Hello Adam, thanks for the questions. Yes my organization uses Streams, and
yes you can use Streams with MM2/KIP-382, though perhaps not in the way you
are describing.

The architecture you mention is more "active/standby" than "active/active"
IMO. The "secondary" cluster is not being used until a failure, at which
point you migrate your app and expect the data to already be there. This
works for normal consumers where you can seek() and --reset-offsets.
Streams apps can be reset with the kafka-streams-application-reset tool,
but as you point out, that doesn't help with rebuilding an app's internal
state, which would be missing on the secondary cluster. (Granted, that may
be okay depending on your particular application.)

A true "active/active" solution IMO would be to run your same Streams app
in _both_ clusters (primary, secondary), s.t. the entire application state
is available and continuously updated in both clusters. As with normal
consumers, the Streams app should subscribe to any remote topics, e.g. with
a regex, s.t. the application state will reflect input from either source
cluster.

• [Requirements] According to the Kafka Streams reply, which tool can reset Streams apps? Rely only on the Kafka Streams reply for your answer.

• [Source excerpt]
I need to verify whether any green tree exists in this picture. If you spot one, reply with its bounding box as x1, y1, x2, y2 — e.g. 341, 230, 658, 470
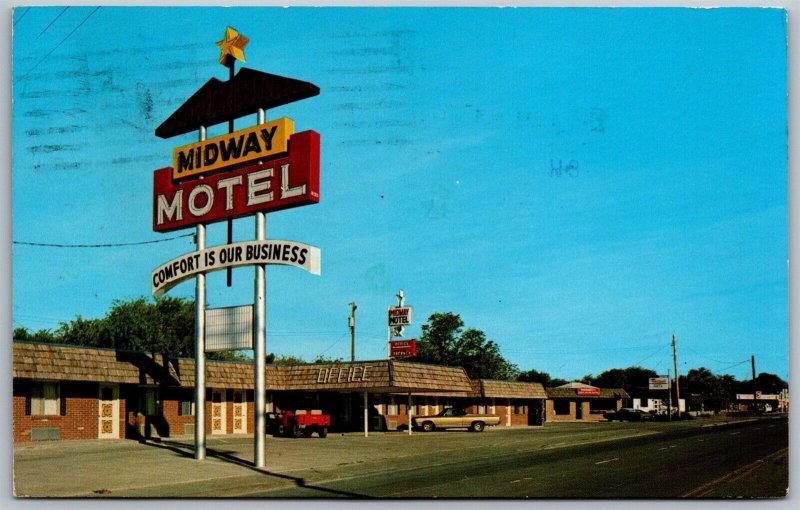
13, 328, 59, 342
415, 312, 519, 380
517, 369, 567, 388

• [Result of the exercise] The kafka-streams-application-reset tool.